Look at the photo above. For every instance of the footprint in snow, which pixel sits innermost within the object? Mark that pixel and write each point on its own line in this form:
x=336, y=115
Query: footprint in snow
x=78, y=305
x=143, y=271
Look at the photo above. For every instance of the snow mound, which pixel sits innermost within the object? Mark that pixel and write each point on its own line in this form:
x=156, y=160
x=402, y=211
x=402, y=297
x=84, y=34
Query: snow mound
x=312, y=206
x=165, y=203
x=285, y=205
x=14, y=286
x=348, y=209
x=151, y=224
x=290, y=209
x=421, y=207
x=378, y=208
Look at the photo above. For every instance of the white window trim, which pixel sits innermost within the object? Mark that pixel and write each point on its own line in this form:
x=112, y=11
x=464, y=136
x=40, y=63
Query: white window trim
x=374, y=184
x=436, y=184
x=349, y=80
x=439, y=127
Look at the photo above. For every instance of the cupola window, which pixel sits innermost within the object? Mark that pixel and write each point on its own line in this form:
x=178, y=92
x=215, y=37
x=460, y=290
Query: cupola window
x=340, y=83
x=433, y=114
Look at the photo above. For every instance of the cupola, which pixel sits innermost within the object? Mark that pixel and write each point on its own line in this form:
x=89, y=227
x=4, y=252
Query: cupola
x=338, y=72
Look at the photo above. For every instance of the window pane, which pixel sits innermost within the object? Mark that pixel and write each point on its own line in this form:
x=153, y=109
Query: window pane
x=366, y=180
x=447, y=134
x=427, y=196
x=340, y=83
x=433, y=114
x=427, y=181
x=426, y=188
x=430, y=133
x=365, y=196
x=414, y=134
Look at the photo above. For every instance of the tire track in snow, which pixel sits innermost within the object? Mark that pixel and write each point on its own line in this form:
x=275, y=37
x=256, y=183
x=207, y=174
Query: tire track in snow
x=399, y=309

■ ■ ■

> **Instructions for the task**
Convert the lines above, starting with the line that contains "the cupola, which" and going through the line that contains "x=338, y=72", into a JSON list of strings with one string per line and blank lines omitted. Include only those lines.

> **Complete answer**
[
  "Look at the photo above. For every instance of the cupola, which pixel sits innermost within the object? Mark that pixel and write each point on its own line in this form:",
  "x=89, y=227",
  "x=4, y=252",
  "Query: cupola",
  "x=338, y=72"
]